Aim of the exercise. Reproduce all the entries exactly and keep the pictures out.

### Records provided

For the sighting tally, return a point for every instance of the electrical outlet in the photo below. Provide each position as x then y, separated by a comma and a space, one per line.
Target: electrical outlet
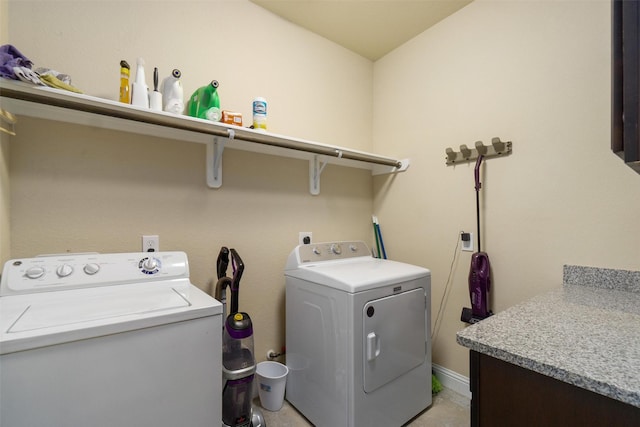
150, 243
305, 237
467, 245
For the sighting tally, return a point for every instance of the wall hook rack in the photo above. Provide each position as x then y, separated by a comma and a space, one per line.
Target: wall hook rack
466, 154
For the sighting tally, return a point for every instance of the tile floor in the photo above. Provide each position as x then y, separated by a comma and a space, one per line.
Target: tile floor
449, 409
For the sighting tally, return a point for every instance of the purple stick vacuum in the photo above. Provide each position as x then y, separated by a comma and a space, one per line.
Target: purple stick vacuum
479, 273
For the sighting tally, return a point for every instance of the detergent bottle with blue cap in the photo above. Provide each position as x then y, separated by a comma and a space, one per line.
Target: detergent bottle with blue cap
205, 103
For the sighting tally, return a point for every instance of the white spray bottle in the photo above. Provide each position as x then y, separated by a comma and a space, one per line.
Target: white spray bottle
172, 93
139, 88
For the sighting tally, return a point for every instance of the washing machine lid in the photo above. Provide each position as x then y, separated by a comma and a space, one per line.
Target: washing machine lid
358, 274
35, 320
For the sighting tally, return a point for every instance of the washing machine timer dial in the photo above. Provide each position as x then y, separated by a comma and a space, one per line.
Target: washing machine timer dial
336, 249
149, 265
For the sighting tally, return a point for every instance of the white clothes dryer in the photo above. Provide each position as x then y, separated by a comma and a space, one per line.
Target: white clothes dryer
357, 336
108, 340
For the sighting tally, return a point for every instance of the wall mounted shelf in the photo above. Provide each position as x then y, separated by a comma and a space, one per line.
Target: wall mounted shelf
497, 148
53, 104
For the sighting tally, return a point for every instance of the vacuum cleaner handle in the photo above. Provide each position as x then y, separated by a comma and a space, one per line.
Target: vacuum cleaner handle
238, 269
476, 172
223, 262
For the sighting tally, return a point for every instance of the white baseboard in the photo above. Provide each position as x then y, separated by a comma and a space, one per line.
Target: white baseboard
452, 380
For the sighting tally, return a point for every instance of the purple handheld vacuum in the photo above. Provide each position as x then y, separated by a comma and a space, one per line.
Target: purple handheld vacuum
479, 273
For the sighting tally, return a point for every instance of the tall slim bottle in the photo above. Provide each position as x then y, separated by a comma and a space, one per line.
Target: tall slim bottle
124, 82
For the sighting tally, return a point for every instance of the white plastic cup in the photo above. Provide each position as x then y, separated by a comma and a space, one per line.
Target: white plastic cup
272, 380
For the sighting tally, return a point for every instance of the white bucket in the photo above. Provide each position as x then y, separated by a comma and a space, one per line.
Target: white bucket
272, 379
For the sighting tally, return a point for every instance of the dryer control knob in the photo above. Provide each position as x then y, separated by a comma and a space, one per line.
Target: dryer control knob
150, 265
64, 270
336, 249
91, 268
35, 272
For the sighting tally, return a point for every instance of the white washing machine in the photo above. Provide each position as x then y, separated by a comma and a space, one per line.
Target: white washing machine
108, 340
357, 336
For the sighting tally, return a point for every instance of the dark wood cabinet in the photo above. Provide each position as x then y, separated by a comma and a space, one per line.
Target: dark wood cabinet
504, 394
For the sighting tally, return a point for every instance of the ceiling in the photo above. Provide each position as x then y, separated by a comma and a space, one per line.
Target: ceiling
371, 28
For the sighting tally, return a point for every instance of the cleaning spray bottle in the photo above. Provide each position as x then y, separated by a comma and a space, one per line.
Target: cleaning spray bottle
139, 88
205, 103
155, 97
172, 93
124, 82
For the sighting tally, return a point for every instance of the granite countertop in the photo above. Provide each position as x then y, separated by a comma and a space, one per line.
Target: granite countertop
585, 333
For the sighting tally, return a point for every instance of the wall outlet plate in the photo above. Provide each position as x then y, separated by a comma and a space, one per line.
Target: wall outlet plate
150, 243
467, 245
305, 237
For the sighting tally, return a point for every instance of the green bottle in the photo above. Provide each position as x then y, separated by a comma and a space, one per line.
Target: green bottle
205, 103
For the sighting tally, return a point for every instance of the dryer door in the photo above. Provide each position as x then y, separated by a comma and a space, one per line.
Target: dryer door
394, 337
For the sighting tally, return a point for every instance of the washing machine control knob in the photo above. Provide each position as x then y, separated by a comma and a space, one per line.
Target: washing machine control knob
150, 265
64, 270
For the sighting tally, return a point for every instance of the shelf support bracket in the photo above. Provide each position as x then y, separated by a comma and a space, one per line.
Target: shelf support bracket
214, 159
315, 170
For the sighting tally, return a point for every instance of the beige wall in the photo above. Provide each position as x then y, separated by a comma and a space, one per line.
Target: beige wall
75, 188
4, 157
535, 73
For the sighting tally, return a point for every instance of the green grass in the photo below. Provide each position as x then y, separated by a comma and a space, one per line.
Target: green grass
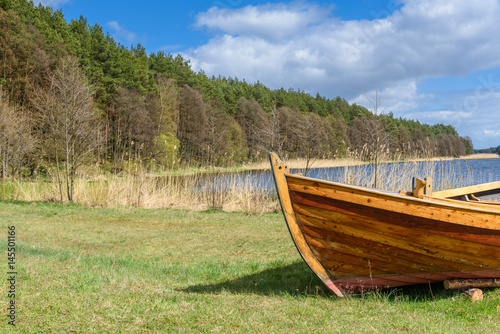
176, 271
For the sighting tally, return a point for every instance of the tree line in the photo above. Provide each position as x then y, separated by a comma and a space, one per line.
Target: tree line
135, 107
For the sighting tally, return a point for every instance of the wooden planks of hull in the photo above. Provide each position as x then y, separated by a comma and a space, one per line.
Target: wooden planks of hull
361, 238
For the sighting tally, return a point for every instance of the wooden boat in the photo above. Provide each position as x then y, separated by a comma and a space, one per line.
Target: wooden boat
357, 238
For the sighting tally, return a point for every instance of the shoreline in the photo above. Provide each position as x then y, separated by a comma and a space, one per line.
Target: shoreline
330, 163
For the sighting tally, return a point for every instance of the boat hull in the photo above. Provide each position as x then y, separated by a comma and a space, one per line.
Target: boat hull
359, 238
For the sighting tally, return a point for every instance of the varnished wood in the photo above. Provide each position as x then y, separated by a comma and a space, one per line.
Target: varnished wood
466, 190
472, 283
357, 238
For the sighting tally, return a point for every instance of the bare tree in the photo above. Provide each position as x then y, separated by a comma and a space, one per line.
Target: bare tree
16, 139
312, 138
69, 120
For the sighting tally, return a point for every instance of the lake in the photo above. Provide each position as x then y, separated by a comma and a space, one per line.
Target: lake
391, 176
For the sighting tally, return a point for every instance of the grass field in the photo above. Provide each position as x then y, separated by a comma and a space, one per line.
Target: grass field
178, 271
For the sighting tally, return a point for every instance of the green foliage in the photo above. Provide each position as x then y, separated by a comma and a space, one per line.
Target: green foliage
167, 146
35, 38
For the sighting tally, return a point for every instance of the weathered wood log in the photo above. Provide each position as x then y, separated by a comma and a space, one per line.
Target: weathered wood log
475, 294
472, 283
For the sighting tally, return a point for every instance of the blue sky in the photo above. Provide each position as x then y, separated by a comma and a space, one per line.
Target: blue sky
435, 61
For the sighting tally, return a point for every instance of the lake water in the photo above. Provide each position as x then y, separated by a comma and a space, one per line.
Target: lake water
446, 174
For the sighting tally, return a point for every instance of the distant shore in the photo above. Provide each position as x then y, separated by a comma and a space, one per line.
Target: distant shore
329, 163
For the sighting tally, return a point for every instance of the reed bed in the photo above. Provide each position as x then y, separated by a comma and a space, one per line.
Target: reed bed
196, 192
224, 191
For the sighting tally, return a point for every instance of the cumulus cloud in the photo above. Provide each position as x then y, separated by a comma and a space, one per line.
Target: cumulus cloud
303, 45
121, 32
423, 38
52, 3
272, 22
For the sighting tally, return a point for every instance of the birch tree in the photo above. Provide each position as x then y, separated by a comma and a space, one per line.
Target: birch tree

######

Solution below.
For the sighting tally, return a point for every instance of the electrical outlet in the photo below. Provide each position as x then y, separated by a comma and a space, one per line.
Target: electrical outlet
150, 243
305, 237
467, 245
For the sighting tally, return a point for every instance of the wall hook rack in the photo above. Provide each position as x then y, separated by a comma and a space, one per line.
Target: wall hook rack
466, 154
For the sighting tally, return a point for every instance of the tile floor in the photo above. Provide each position as x then y, separated by a comma and a space, one per line.
Target: tile floor
449, 409
For the sighting tally, return a point for every instance of the purple stick vacuum in the photo above. Provide each position as x then y, separated by a comma and a space, one per line.
Target: purple stick vacuum
479, 273
For the sighting tally, return a point for every instance of the detergent bottle with blue cap in the photo above. Provide each position as x then y, separated by a comma and a space, one per line.
Target: detergent bottle with blue cap
205, 103
For the sighting tally, return a point for every instance of the white spray bottle in the photo above. Provide each position as x then y, separated by a comma and a space, one per line.
Target: white spray bottle
172, 93
139, 88
For the sighting tally, return a point for every instance of the washing machine lid in the photo above. Provide each position as x then y, separated by a comma and a space, one per line.
Target: washing machine lid
358, 274
35, 320
For the sighting tally, return a point for every instance of the washing machine timer dial in the photo above. Provide each position as x then y, separated by a comma and a space, one per line.
Target: washing machine timer dial
336, 249
149, 265
For the sighting tally, return a point for every instance of the white clothes dryer in the photo above. Provide each position as x then y, separated by a comma and a space, one per line.
Target: white clothes dryer
357, 336
108, 340
For the sighting tally, return a point for every instance of the wall mounted shelf in the photo above. Provide each position as x then y, separated by a comma and a space, one per line.
Target: wall mounted shelf
497, 148
53, 104
For the sighting tally, return a point for every instance of the vacuum cleaner handle in the photo above. Provide each position as x then y, separated by a comma and a space, one per line.
Target: vacuum cleaner handle
238, 269
476, 172
223, 262
For the sighting tally, return a point for every instance of the white baseboard in the photo above. Provide each position as x then y, separated by a comma and a space, one per line.
Target: white baseboard
452, 380
For the sighting tally, return a point for every instance of the purple handheld vacuum in the photo above. Provide each position as x then y, separated by a comma and a space, one per line.
Target: purple handheld vacuum
479, 273
For the sighting tally, return a point for every instance of the tall slim bottle in the photo above. Provide each position as x then y, separated by a comma and a space, one per line.
Target: tall slim bottle
124, 82
For the sighting tally, return a point for every instance of the white plastic cup in the photo above. Provide each position as x then y, separated by a comma and a space, one per line.
Target: white plastic cup
272, 380
For the sighting tally, return a point for every instance of the white bucket in the photo above. Provide each position as x then y, separated by a comma and a space, one per line.
Target: white bucket
272, 379
For the sighting tally, return a point for every instance of the dryer control knob in the photo above. Provide each position as x then y, separated by a comma and a space, one per line.
Target: dryer control knob
150, 265
64, 270
336, 249
91, 268
35, 272
For the sighting tally, return a point for every instance of the white washing machine in the photo above. Provide each position as x then y, separated by a comma and a space, one per line.
Target: white washing machine
108, 340
357, 336
For the sighting tally, return a point for every instance of the dark wood cabinet in the photo above. Provide each position as x then y, separated by a comma and a space, one per line.
Target: dark wood cabinet
504, 394
For the sighting tally, return a point for every instance of the ceiling in the photo above. Provide each position as x then y, separated by a comma and a space, one per line.
Target: ceiling
371, 28
For the sighting tally, return a point for every instance of the cleaning spray bottle in the photo above. Provide each position as x then y, separated by a comma and a space, one per line.
Target: cleaning spray bottle
139, 88
205, 103
155, 97
172, 93
124, 82
For the sighting tally, return a point for every instance of the granite countertop in the photo above. Provide each position as x then y, separated by a comma and a space, one per line.
Target: granite countertop
585, 333
For the sighting tally, return a point for every instance of the wall outlet plate in the photo above. Provide each position as x then y, separated by a comma and a space, one per line.
Target: wall outlet plate
150, 243
467, 245
305, 237
For the sighting tally, return a point for every instance of the green bottle in the photo above. Provide each position as x then y, separated by a comma and a space, one per line.
Target: green bottle
205, 103
For the sighting tally, return a point for every instance of the dryer door in the photo above. Provide each position as x then y, separated by a comma and a space, one per line.
Target: dryer door
394, 337
For the sighting tally, return a point for every instance of the washing machine control knob in the photo above. Provide each position as x then y, separated by a comma and a space, one per line.
Target: washing machine control knob
150, 265
64, 270
For the sighting tally, return a point for every instance of the shelf support bracket in the photo above. Provide each position as x then y, separated by a comma and a space, one per line.
Target: shelf support bracket
214, 159
315, 170
For the sighting tally, return a point for every instance of the beige wall in the photo above. Provide each position as x then y, separated by a comma and a space, one per line.
Target: beige wall
75, 188
4, 157
535, 73
For the sighting tally, return a point for every instance of the green grass in the photo below. Provide each position as x then y, separated by a comma and a space, one per line.
Target: green grass
176, 271
For the sighting tally, return a point for every instance of the tree line in the photo above. Provide each position as x then y, separated by a comma and a space, one per line.
Target: tree line
135, 107
For the sighting tally, return a point for every instance of the wooden planks of hull in the photo above. Provide each position as x then y, separated by a comma and a space, one per line.
Target: wooden planks of hull
361, 238
For the sighting tally, return a point for every instance of the wooden boat in the photo above. Provide each position as x then y, separated by a comma and a space, one per line.
Target: wooden boat
357, 238
For the sighting tally, return a point for every instance of the shoreline in the photo above. Provide each position as x then y, separated by a comma and a space, one per line.
Target: shoreline
330, 163
For the sighting tally, return a point for every instance of the boat hull in the photo above. Provide each position as x then y, separated by a comma and a space, one per line.
Target: boat hull
359, 238
For the sighting tally, return a point for every instance of the varnished wood in the photo above. Provide each position as x then y, separated by a comma and a space, one per line.
Target: varnished wood
466, 190
472, 283
357, 238
For the sighting tally, return a point for every instance of the bare tree in the photo above. Provide each position as x then y, separated by a comma and a space, one per line.
Target: bare tree
16, 139
312, 138
69, 120
For the sighting tally, return a point for every instance of the lake in the photo above. Provide each position as x then y, separated by a comma and a space, one per line.
Target: lake
391, 176
For the sighting tally, return a point for every instance of the grass field in the photo above. Provide each position as x then y, separated by a comma and a space, one per line.
Target: grass field
178, 271
For the sighting tally, return a point for every instance of the green foliage in the photo above. Provide each position as x then y, separated by a comma and a space, one per line.
Target: green foliage
167, 146
35, 38
For the sighting tally, return a point for every instance of the weathered wood log in the photo above. Provide each position as x then y, separated by a comma and a space, one per line.
Target: weathered wood log
475, 294
472, 283
For the sighting tally, return a point for every instance of the blue sky in the photo above. Provide each position as x then y, separated by a comma and a space, one per line.
Target: blue sky
435, 61
For the sighting tally, return a point for every instance of the lake water in the photo above. Provide each position as x then y, separated by a comma and a space, one per line.
Target: lake water
446, 174
For the sighting tally, return a point for every instance of the distant shore in the photo above. Provide each position as x then y, separated by a comma and a space, one per line.
Target: distant shore
329, 163
For the sighting tally, return a point for every instance of the reed bed in the photo above. Provide each position as x then y, separated by a comma and a space, one per line.
Target: reed bed
196, 192
224, 191
For the sighting tally, return a point for every instance of the cumulus cloud in the photo above. Provide each position as x then y, separated by a comma and a space, one per line.
Target: cumulus cloud
303, 45
121, 32
423, 38
52, 3
272, 22
For the sighting tally, return a point for every instance of the birch tree in the photo above. Provide each position as x then y, separated by a comma and a space, one per line.
Target: birch tree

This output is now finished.